**PROVIDED ENTRIES:**
____________________

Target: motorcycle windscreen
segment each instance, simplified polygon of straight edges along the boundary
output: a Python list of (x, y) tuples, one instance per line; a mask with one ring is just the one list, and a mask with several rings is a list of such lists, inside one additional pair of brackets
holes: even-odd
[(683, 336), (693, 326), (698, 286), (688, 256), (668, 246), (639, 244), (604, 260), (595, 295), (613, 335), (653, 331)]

____________________

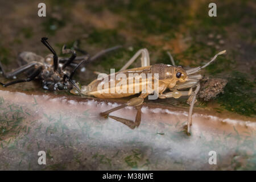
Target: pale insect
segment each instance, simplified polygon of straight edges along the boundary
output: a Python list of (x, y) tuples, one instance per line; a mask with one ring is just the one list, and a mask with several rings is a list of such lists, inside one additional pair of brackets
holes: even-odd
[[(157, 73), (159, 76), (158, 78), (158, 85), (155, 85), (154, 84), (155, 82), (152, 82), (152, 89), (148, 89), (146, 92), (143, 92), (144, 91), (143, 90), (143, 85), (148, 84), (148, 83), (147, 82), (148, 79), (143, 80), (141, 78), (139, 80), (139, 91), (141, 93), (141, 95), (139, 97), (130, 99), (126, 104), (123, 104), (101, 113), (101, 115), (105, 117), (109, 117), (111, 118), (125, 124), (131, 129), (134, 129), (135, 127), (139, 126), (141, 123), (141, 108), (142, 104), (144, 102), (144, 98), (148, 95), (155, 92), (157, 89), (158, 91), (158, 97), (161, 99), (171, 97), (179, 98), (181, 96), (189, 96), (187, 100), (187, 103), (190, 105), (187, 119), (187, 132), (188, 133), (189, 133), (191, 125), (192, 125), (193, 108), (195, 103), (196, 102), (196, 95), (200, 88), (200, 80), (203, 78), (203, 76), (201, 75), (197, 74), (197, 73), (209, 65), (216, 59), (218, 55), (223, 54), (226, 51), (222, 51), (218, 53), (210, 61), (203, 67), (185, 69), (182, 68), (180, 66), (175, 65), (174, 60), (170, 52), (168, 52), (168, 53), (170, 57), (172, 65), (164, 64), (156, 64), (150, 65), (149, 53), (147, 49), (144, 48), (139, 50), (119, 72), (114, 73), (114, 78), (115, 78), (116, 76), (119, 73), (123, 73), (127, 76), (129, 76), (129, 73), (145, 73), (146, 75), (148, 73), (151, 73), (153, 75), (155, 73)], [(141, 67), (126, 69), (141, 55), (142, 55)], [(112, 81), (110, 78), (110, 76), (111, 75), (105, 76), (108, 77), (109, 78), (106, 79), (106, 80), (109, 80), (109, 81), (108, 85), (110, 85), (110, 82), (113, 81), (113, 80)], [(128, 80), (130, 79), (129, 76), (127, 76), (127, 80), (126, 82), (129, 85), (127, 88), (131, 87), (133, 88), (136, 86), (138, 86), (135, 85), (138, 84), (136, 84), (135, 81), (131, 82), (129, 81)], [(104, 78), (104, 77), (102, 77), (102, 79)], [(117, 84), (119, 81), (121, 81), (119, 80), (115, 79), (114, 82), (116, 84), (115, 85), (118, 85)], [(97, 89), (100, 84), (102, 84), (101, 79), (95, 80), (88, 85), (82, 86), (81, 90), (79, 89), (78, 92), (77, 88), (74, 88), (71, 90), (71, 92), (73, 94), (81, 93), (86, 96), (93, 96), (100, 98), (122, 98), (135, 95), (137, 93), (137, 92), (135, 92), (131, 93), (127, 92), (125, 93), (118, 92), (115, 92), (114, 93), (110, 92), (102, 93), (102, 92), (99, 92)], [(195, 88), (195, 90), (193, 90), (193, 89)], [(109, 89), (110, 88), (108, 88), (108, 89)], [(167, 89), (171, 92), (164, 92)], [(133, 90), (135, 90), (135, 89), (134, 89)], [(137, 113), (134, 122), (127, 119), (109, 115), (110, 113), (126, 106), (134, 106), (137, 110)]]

____________________

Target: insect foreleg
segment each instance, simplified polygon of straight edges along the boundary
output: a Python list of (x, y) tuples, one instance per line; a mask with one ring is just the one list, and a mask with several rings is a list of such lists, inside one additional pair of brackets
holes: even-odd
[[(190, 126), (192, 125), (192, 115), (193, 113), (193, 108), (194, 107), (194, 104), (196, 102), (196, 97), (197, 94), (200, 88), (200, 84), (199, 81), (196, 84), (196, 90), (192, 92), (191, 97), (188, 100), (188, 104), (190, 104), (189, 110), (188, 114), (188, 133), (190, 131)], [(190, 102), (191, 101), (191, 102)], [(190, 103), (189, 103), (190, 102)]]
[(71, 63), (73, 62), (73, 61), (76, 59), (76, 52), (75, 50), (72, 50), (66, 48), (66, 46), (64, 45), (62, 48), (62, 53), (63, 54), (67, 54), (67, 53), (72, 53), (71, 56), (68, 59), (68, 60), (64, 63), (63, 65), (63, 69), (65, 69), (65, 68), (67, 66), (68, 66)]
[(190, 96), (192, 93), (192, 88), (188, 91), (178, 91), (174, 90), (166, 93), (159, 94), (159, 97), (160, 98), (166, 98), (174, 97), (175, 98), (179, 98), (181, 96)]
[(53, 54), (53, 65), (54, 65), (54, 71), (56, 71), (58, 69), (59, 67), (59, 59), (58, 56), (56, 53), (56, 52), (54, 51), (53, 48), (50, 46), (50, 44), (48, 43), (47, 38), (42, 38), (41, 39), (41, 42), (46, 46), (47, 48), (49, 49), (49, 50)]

____________________

**EXERCISE:** Reproduce the data above verbatim, from the line with "Target: motorcycle windscreen" through the line with "335), (653, 331)]", including both of those lines.

**THE REPLY:**
Target: motorcycle windscreen
segment each instance, simplified polygon of straight edges along the boundary
output: a Python list of (x, y) tuples, one instance per line; a mask with one ring is just the one list, and a mask with several rings is a list of such lists, inside one additional pair of brackets
holes: even-odd
[(683, 336), (693, 326), (698, 286), (688, 256), (668, 246), (639, 244), (604, 260), (595, 295), (613, 335), (653, 331)]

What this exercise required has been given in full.